Aufgabenstellung: Entnehmen Sie dem Text zur Desinfektion wörtlich den Abschnitt, der bei den Worten „Wurde ein grober“ beginnt und nach den Worten „zu einen Spritzenschaden.“ endet.

Untersuchter Text:
——————————

Desinfektion
Einerseits sollte es sich erübrigen, über dieses Thema zu schreiben, andererseits kann man es gar nicht oft genug in die Erinnerung zurückrufen.
Versäumnisse bei der Händedesinfektion und des Injektionsfeldes vor einer Injektion stellen einen groben Behandlungsfehler dar!
Bei allen medizinischen Eingriffen, dazu gehören natürlich auch Injektionen, ist eine gründliche Desinfektion eine unerlässliche Vorbereitungsmassnahme, um gegen die bekannten Infektionsgefahren gefeit zu sein. Gemeint ist die Händedesinfektion des Arztes oder Heilpraktikers aber auch der Krankenschwester oder der Sprechstundenhilfe, sowie die Desinfektion – lege artis – des Injektionsfeldes. Versäumnisse bei dieser unerlässlichen Massnahme vor einer Injektion stellen einen Verstoss gegen elementare Behandlungsregeln dar und sind somit als ein grober Behandlungsfehler zu bewerten.
Wurde ein grober Behandlungsfehler festgestellt, besteht die Möglichkeit, dass sich die Beweislast umkehrt und der Behandler den Beweis dafür zu erbringen hat, dass der eingetretene Schaden nicht auf seinen groben Fehler beruht. Eine Beweislastumkehr in diesem Sinne kommt vor allem bei Verstössen gegen elementare Behandlungsregeln in Betracht. Diese grundsätzliche Beurteilung nahm das OLG Düsseldorf in seinem Urteil vom 4. Juni 1987 – 8 U 113/85 – vor.
Ein Patient hatte in dem Streitfall einen Arzt erfolgreich auf Schadenersatz verurteilt. Der beklagte Arzt hatte, ohne sich die Hände und das Injektionsfeld zu desinfinzieren, dem Patienten im Bereich des rechten Ellenbogens ein Anästhetikum (im Rahmen der Neuraltherapie?) injiziert. Daraufhin kam es zu einen Spritzenschaden.

——————————

Auszüge aus Datensatz:
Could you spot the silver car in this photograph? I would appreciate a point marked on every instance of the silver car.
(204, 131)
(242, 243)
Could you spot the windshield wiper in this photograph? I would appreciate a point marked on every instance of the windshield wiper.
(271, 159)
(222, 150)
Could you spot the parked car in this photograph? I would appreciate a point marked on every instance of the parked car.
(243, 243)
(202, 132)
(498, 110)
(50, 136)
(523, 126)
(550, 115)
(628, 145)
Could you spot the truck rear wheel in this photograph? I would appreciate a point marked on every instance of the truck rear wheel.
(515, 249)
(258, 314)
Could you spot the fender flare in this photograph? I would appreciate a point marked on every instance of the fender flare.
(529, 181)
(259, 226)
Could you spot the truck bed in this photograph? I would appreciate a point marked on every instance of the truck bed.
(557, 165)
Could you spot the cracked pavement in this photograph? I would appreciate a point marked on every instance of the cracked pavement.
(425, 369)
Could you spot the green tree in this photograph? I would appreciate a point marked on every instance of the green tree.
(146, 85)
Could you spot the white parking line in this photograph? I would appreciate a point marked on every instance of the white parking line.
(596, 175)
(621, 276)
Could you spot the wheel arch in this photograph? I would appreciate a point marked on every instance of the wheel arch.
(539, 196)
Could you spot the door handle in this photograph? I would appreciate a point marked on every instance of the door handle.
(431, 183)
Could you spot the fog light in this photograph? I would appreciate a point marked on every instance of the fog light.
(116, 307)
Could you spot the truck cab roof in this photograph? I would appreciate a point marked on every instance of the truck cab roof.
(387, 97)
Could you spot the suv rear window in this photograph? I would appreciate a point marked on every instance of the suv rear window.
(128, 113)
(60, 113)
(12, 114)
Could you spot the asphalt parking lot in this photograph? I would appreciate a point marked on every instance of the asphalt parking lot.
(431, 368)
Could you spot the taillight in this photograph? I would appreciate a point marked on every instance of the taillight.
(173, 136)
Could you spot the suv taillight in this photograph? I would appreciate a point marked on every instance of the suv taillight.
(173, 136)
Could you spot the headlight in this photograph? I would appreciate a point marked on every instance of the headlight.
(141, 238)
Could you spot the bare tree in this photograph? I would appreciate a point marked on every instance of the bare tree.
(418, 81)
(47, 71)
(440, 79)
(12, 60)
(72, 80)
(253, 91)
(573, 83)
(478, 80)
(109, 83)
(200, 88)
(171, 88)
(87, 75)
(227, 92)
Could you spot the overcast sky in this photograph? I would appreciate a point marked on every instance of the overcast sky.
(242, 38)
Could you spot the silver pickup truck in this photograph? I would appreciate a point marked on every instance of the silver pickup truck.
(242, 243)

——————————

Übungsergebnis:
Wurde ein grober Behandlungsfehler festgestellt, besteht die Möglichkeit, dass sich die Beweislast umkehrt und der Behandler den Beweis dafür zu erbringen hat, dass der eingetretene Schaden nicht auf seinen groben Fehler beruht. Eine Beweislastumkehr in diesem Sinne kommt vor allem bei Verstössen gegen elementare Behandlungsregeln in Betracht. Diese grundsätzliche Beurteilung nahm das OLG Düsseldorf in seinem Urteil vom 4. Juni 1987 – 8 U 113/85 – vor.
Ein Patient hatte in dem Streitfall einen Arzt erfolgreich auf Schadenersatz verurteilt. Der beklagte Arzt hatte, ohne sich die Hände und das Injektionsfeld zu desinfinzieren, dem Patienten im Bereich des rechten Ellenbogens ein Anästhetikum (im Rahmen der Neuraltherapie?) injiziert. Daraufhin kam es zu einen Spritzenschaden.